● **Task requirements**
Count the lines in the rows below that contain the string "orange", treating uppercase and lowercase letters as distinct. Reply with the number alone.

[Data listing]
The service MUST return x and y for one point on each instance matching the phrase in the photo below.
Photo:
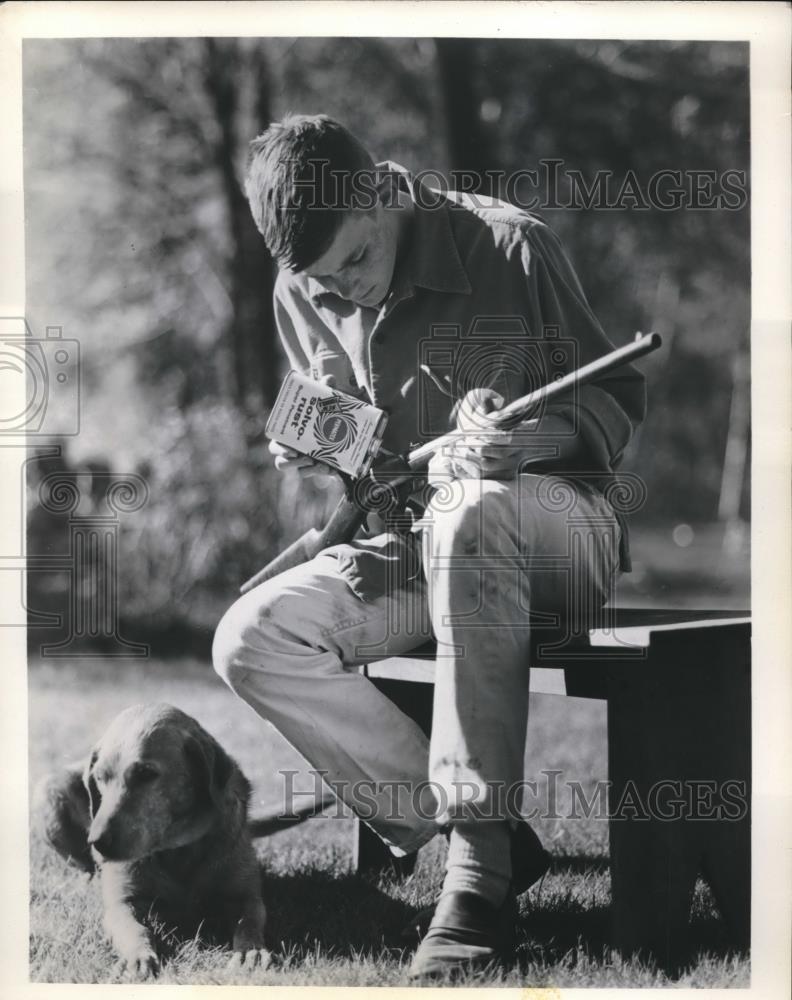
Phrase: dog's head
(156, 780)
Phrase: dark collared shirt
(483, 294)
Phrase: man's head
(323, 208)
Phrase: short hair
(291, 185)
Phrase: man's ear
(211, 767)
(94, 796)
(386, 184)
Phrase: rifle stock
(348, 515)
(342, 526)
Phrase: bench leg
(682, 717)
(370, 854)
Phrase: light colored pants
(492, 552)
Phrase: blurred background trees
(140, 244)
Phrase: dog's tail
(62, 815)
(282, 818)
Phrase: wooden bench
(678, 691)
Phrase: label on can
(326, 424)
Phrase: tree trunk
(251, 328)
(469, 146)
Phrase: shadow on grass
(553, 928)
(342, 916)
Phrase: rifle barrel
(643, 344)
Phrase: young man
(437, 308)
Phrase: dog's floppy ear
(94, 797)
(211, 766)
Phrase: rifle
(395, 471)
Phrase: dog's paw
(253, 958)
(141, 964)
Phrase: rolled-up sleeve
(605, 412)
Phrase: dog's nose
(103, 843)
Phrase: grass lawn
(337, 929)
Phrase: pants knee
(458, 525)
(231, 646)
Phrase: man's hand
(483, 452)
(489, 453)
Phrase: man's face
(358, 265)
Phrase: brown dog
(161, 810)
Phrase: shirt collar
(430, 259)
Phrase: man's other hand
(484, 452)
(288, 458)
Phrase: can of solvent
(328, 425)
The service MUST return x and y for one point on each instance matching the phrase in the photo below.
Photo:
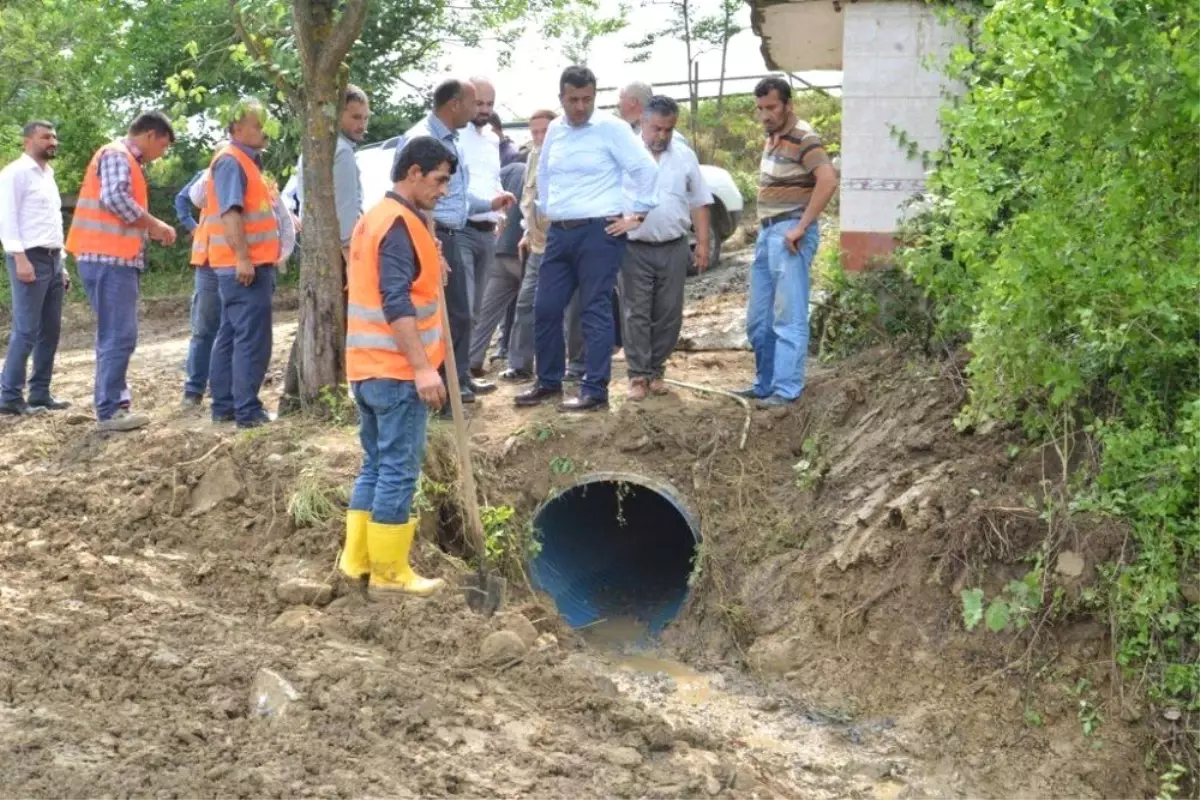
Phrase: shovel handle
(466, 473)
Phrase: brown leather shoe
(537, 395)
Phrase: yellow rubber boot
(354, 561)
(390, 571)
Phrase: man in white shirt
(480, 150)
(657, 257)
(31, 234)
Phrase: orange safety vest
(95, 230)
(262, 229)
(371, 349)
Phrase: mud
(822, 654)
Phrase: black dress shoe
(537, 395)
(48, 403)
(516, 376)
(583, 403)
(480, 386)
(17, 408)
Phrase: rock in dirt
(623, 756)
(520, 625)
(502, 647)
(220, 483)
(301, 591)
(271, 695)
(1069, 565)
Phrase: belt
(576, 223)
(781, 217)
(657, 244)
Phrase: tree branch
(346, 31)
(261, 55)
(301, 23)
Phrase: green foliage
(856, 311)
(1063, 238)
(1012, 608)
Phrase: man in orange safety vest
(394, 347)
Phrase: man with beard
(454, 108)
(796, 181)
(31, 233)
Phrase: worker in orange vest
(239, 239)
(394, 347)
(108, 232)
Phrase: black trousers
(457, 302)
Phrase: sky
(529, 82)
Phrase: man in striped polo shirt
(796, 182)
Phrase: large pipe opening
(616, 547)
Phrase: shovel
(484, 590)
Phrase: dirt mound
(837, 546)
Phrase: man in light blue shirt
(580, 190)
(454, 107)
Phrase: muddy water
(810, 756)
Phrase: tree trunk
(725, 53)
(318, 356)
(318, 360)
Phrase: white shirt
(581, 169)
(480, 148)
(681, 187)
(198, 196)
(30, 206)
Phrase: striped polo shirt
(785, 175)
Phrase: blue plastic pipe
(616, 546)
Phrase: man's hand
(245, 271)
(622, 226)
(793, 236)
(162, 233)
(24, 268)
(430, 388)
(503, 200)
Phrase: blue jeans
(391, 428)
(36, 323)
(587, 259)
(778, 310)
(243, 348)
(113, 293)
(205, 324)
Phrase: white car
(375, 167)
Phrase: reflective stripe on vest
(259, 224)
(95, 230)
(371, 347)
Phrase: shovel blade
(485, 594)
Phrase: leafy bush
(1065, 239)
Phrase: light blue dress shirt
(581, 170)
(681, 188)
(457, 203)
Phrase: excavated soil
(155, 587)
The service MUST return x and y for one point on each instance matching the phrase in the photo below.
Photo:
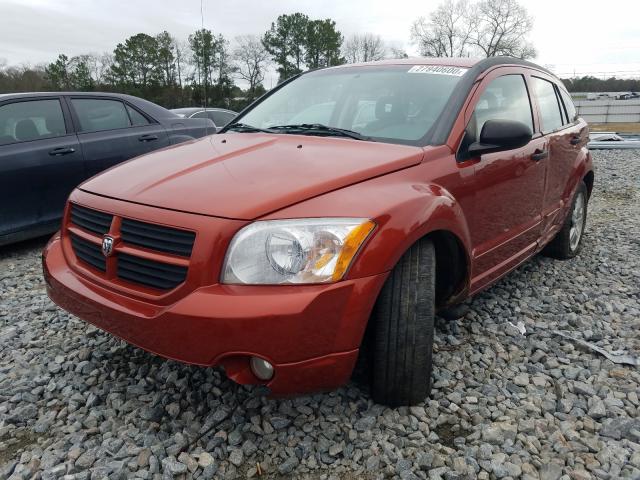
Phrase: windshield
(397, 104)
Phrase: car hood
(247, 175)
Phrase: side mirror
(499, 135)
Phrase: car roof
(464, 62)
(479, 65)
(200, 109)
(150, 108)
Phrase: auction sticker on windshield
(438, 70)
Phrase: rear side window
(505, 98)
(98, 114)
(550, 112)
(31, 120)
(137, 119)
(568, 105)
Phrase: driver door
(508, 185)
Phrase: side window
(505, 98)
(221, 118)
(137, 119)
(31, 120)
(98, 114)
(548, 103)
(568, 105)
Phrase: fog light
(261, 368)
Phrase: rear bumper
(311, 334)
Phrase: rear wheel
(403, 321)
(568, 241)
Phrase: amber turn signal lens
(352, 244)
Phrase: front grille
(156, 237)
(91, 220)
(150, 273)
(89, 253)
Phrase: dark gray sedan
(51, 142)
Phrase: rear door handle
(539, 155)
(147, 138)
(61, 151)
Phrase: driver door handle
(147, 138)
(539, 155)
(61, 151)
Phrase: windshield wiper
(320, 128)
(243, 127)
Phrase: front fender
(403, 209)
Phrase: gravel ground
(74, 401)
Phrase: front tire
(403, 323)
(568, 241)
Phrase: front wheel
(568, 241)
(403, 322)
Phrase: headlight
(315, 250)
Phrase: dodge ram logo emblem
(107, 245)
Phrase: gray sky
(583, 36)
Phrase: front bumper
(311, 334)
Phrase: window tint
(31, 120)
(550, 113)
(568, 105)
(136, 117)
(505, 98)
(221, 118)
(96, 115)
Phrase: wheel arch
(589, 179)
(452, 267)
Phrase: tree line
(205, 68)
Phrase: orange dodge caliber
(336, 214)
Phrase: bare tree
(447, 31)
(458, 28)
(365, 47)
(502, 28)
(251, 59)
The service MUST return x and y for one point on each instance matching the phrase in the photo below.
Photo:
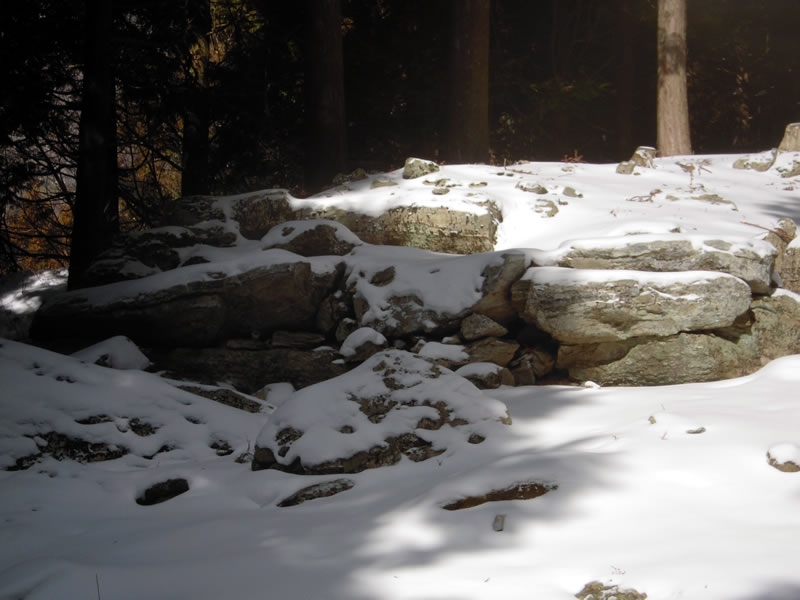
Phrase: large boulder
(791, 138)
(682, 358)
(776, 326)
(142, 253)
(254, 214)
(206, 308)
(435, 228)
(312, 238)
(590, 306)
(395, 405)
(749, 259)
(440, 229)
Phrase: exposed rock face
(249, 369)
(143, 253)
(790, 268)
(750, 260)
(439, 229)
(777, 325)
(338, 428)
(476, 326)
(791, 138)
(584, 306)
(486, 376)
(312, 238)
(281, 295)
(325, 489)
(519, 491)
(492, 350)
(416, 167)
(682, 358)
(495, 301)
(255, 214)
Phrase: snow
(358, 338)
(666, 489)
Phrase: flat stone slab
(579, 306)
(750, 260)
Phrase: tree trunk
(673, 106)
(326, 150)
(467, 119)
(626, 78)
(197, 114)
(96, 211)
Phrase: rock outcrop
(312, 300)
(588, 306)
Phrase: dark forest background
(227, 96)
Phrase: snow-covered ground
(665, 490)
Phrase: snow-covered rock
(393, 405)
(582, 306)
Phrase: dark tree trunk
(467, 117)
(326, 149)
(96, 211)
(197, 113)
(626, 76)
(673, 136)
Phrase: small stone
(163, 491)
(499, 522)
(416, 167)
(626, 167)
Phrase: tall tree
(467, 132)
(326, 150)
(96, 211)
(197, 115)
(672, 109)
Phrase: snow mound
(395, 404)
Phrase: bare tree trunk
(326, 150)
(467, 118)
(626, 78)
(197, 114)
(96, 212)
(672, 133)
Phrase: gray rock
(596, 590)
(583, 306)
(417, 167)
(326, 489)
(761, 162)
(644, 156)
(326, 238)
(493, 350)
(486, 376)
(477, 326)
(750, 260)
(393, 391)
(776, 326)
(209, 309)
(249, 370)
(682, 358)
(495, 302)
(791, 138)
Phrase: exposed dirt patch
(226, 397)
(520, 491)
(163, 491)
(61, 447)
(595, 590)
(318, 490)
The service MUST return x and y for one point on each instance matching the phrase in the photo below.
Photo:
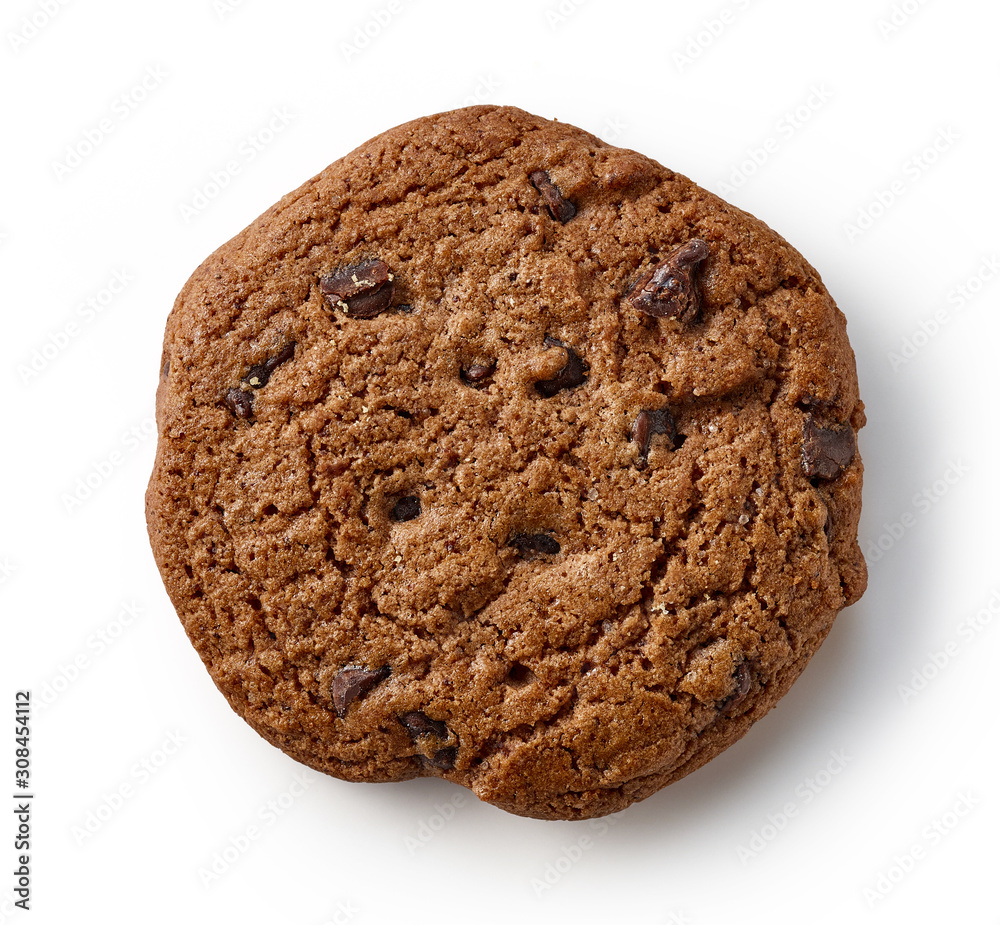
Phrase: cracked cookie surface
(500, 454)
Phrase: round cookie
(500, 454)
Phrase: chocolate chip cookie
(499, 454)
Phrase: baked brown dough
(500, 454)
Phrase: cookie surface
(499, 454)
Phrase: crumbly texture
(499, 454)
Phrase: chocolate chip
(669, 289)
(239, 402)
(569, 377)
(258, 375)
(650, 422)
(405, 509)
(826, 451)
(477, 374)
(560, 208)
(742, 676)
(363, 290)
(420, 724)
(528, 543)
(353, 682)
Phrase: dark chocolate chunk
(477, 374)
(669, 289)
(650, 422)
(259, 374)
(353, 682)
(560, 208)
(363, 290)
(405, 509)
(826, 451)
(569, 377)
(420, 724)
(239, 402)
(527, 543)
(742, 676)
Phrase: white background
(138, 137)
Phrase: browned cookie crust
(499, 454)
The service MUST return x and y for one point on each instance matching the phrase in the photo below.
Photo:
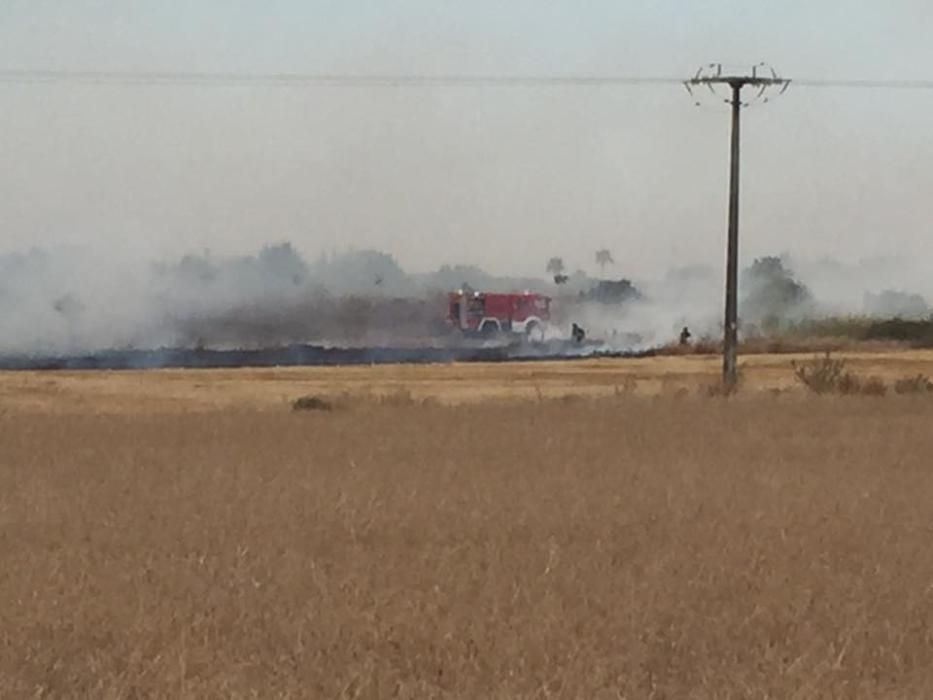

● **Right answer**
4